* [Provided passage]
--- start ---
Behaviour classification model

In supervised learning, the ML model is developed by training the algorithm on a labelled dataset called the training set, where each input data point is associated with a corresponding label, i.e. a behaviour. The pre-processed dataset is therefore split into a training set, a validation set, and a test set.

For training, the Catboost algorithm (Prokhorenkova et al., 2019) was used, which is an implementation of the Gradient Boosting algorithm for classification and regression. It is based on the principle of aggregating a large number of decision trees (a flowchart structure where each node represents a decision, each branch the outcome of the decision and each leaf a class in classification tasks) that best predict the training set with constraints to limit overfitting. Those constraints are given by hyperparameters, e.g. the number of leaves, the maximum depth of each decision tree and the minimum number of samples required to be at a leaf node. A thorough hyperparameter tuning was performed using the validation set (“validation set” in Figure 6; “val” set in Figure 7) and based on the highest AUC score obtained.
--- end ---
* [Listed entries]
--- start ---
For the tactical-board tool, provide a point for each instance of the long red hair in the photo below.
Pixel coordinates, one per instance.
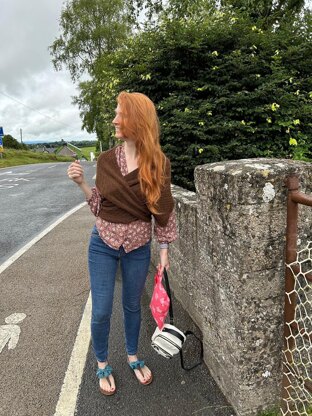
(140, 123)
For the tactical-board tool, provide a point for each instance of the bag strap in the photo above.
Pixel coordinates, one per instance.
(186, 333)
(169, 294)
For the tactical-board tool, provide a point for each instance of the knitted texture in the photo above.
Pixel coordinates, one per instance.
(122, 199)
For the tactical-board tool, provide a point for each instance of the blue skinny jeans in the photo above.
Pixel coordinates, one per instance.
(103, 262)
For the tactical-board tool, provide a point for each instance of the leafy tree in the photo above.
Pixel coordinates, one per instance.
(89, 30)
(268, 11)
(224, 88)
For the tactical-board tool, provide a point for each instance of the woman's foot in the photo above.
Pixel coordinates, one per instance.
(107, 382)
(141, 371)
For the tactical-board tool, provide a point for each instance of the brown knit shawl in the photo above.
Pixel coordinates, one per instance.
(122, 200)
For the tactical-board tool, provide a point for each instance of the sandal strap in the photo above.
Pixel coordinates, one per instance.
(137, 364)
(104, 372)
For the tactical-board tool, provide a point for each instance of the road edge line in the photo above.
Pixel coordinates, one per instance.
(66, 404)
(27, 246)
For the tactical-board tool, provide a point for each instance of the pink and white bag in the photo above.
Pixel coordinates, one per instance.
(160, 301)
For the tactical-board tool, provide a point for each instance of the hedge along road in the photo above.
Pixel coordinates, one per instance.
(31, 198)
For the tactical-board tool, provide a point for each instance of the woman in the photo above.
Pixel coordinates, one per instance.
(132, 185)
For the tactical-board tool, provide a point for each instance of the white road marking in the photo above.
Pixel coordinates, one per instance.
(9, 333)
(68, 396)
(6, 186)
(20, 252)
(66, 404)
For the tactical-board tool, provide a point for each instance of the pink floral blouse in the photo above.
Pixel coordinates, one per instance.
(136, 233)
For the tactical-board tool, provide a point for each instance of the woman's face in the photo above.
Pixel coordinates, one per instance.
(118, 123)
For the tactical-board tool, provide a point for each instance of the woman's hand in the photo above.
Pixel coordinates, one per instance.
(75, 172)
(164, 260)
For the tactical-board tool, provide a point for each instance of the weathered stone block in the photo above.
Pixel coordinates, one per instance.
(227, 269)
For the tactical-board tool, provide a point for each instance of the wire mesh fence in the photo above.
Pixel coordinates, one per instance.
(297, 398)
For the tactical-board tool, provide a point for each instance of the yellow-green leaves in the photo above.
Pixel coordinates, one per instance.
(275, 106)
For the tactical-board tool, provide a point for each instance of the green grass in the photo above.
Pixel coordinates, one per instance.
(278, 413)
(86, 151)
(11, 157)
(270, 413)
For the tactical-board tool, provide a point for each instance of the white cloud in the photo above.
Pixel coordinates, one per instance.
(28, 77)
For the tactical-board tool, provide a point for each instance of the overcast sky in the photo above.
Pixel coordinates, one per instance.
(33, 96)
(27, 75)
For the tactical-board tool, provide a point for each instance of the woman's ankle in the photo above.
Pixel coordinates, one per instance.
(102, 364)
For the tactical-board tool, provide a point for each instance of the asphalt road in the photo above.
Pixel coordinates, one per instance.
(31, 198)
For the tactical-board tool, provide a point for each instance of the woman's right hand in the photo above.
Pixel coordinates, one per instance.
(75, 172)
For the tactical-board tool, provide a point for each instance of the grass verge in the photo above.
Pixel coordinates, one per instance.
(11, 157)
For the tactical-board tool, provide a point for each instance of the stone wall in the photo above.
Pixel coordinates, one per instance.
(227, 269)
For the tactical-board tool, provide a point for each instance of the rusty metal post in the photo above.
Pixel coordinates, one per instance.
(292, 184)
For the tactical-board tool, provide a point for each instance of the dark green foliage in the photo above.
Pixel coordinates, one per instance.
(224, 88)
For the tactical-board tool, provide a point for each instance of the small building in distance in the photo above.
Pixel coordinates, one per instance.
(66, 151)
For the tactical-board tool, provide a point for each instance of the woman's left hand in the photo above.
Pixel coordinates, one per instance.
(164, 260)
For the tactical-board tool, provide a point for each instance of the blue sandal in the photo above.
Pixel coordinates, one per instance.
(105, 373)
(137, 365)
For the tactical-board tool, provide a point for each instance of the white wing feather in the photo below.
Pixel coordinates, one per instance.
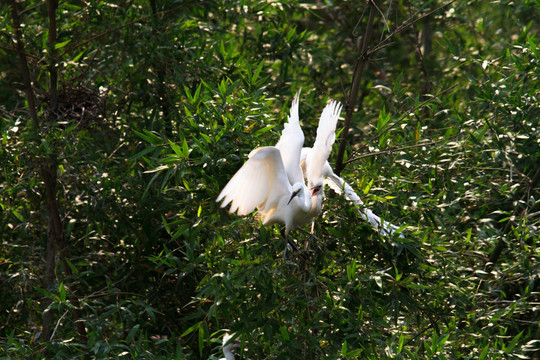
(326, 135)
(291, 142)
(259, 183)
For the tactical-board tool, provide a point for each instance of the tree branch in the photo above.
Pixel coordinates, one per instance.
(353, 93)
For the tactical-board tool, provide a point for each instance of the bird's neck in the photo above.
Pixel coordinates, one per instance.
(229, 355)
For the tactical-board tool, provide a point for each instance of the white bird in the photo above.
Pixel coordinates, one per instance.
(228, 346)
(271, 179)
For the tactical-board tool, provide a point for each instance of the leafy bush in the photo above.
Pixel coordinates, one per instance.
(158, 104)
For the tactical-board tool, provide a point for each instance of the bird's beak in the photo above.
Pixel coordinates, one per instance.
(293, 195)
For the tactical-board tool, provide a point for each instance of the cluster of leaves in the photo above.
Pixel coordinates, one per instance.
(444, 140)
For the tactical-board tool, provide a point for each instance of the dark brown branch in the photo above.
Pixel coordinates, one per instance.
(501, 244)
(410, 21)
(30, 96)
(360, 64)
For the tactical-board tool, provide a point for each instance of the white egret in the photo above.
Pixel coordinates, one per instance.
(228, 346)
(271, 179)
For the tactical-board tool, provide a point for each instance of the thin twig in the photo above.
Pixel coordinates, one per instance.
(391, 151)
(410, 21)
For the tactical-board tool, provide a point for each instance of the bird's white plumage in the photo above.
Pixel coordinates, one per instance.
(290, 144)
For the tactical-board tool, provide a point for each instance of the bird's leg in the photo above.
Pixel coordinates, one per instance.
(289, 241)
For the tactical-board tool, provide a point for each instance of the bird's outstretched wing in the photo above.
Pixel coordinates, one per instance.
(260, 183)
(291, 142)
(326, 135)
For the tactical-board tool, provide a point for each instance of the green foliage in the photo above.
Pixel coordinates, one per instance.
(159, 105)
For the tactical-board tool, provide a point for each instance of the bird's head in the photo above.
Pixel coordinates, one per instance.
(298, 190)
(229, 344)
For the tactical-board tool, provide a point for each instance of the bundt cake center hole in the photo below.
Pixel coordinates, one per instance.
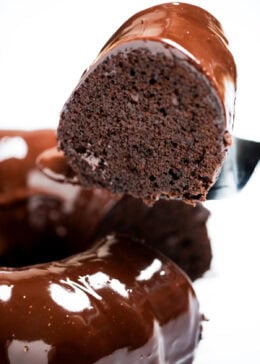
(39, 231)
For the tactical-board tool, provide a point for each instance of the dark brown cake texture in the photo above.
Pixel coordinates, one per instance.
(152, 116)
(53, 220)
(115, 301)
(174, 228)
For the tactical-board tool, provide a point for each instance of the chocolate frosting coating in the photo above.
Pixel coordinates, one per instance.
(52, 220)
(119, 302)
(194, 32)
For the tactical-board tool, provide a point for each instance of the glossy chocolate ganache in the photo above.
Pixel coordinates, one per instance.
(118, 301)
(152, 115)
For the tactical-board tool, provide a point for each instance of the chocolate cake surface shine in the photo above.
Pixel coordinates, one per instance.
(151, 116)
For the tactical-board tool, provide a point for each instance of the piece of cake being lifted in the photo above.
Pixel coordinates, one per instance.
(152, 115)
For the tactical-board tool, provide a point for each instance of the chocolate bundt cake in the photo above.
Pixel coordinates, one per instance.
(152, 115)
(114, 301)
(174, 228)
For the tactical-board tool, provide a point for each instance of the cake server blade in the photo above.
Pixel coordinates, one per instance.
(237, 169)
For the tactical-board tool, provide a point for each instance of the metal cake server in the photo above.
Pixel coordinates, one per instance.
(237, 169)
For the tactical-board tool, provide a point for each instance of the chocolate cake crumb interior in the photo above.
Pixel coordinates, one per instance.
(147, 123)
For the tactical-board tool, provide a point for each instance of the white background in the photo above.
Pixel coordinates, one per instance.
(44, 48)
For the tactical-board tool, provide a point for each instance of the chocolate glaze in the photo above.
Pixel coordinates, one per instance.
(195, 33)
(51, 219)
(120, 302)
(174, 228)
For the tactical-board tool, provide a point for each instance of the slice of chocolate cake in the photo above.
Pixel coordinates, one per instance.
(152, 116)
(174, 228)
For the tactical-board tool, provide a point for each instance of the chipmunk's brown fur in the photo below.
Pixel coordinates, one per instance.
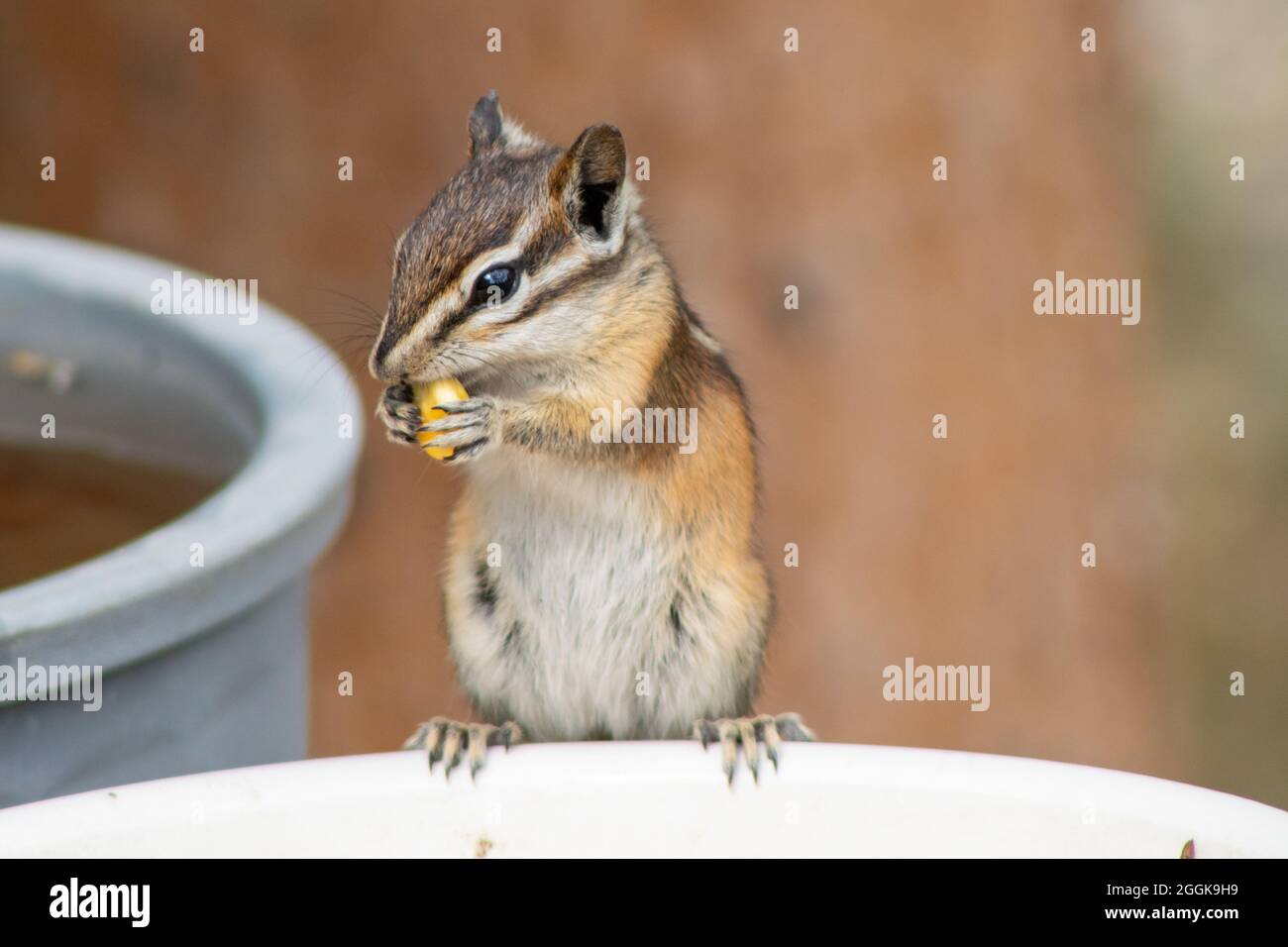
(593, 589)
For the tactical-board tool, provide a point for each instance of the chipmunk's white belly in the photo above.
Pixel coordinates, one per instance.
(585, 579)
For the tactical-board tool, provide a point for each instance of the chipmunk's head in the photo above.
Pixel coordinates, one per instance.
(511, 264)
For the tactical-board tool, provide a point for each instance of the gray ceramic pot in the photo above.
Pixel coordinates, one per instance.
(204, 665)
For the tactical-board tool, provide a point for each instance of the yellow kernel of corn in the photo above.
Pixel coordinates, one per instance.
(439, 392)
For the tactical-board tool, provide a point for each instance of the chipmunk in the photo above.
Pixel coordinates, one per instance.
(630, 600)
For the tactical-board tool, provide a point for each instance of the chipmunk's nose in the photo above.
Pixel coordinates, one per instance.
(381, 357)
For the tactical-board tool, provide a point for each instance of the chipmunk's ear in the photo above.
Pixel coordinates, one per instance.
(485, 123)
(589, 182)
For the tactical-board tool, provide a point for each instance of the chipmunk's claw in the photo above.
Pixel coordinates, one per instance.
(449, 741)
(747, 733)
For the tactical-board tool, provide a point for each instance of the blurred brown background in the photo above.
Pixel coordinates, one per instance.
(810, 169)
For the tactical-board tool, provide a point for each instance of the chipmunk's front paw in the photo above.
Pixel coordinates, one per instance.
(447, 741)
(748, 733)
(399, 414)
(471, 427)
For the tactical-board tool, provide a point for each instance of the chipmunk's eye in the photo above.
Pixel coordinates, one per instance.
(494, 286)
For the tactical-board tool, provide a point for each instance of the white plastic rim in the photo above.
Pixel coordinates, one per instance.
(652, 799)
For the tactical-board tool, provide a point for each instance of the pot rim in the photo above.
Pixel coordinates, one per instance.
(263, 527)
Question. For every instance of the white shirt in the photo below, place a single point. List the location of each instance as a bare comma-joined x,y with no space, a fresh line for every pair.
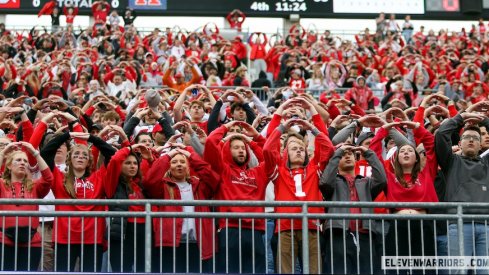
188,227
--- end ---
* [Stated exercise] Please continue the passage on the behaviour classification model from the point where it stops. You won't need the rows for this.

* [Result]
After training, a model was generated and the validation set (“val”) was used to calculate preliminary performance scores of the model to tune the hyperparameters. Once the model was trained and tuned, the test set (“test set” in Figure 6; “X_test”, “y_test” in Figure 7) was used to evaluate the final performance of the model with unseen data: the model predicts the behaviour from the test set data without having the corresponding labels. Then, the predicted behaviours are compared to the corresponding observed labels to calculate the final performance score.

In this work, two different types of models were developed based on two data split approaches (Figure 6):

  1. The dataset was divided based on the time-windows of all goats for sensitivity analysis, meaning that data from all goats was used during the training of the model and predictions were done for the same goats on different periods of time.

After the data pre-processing, time-windows for each goat were computed and 20% of those time-windows were excluded to create the test set, the 80% left was split into a training set (75%) and a validation set (25%).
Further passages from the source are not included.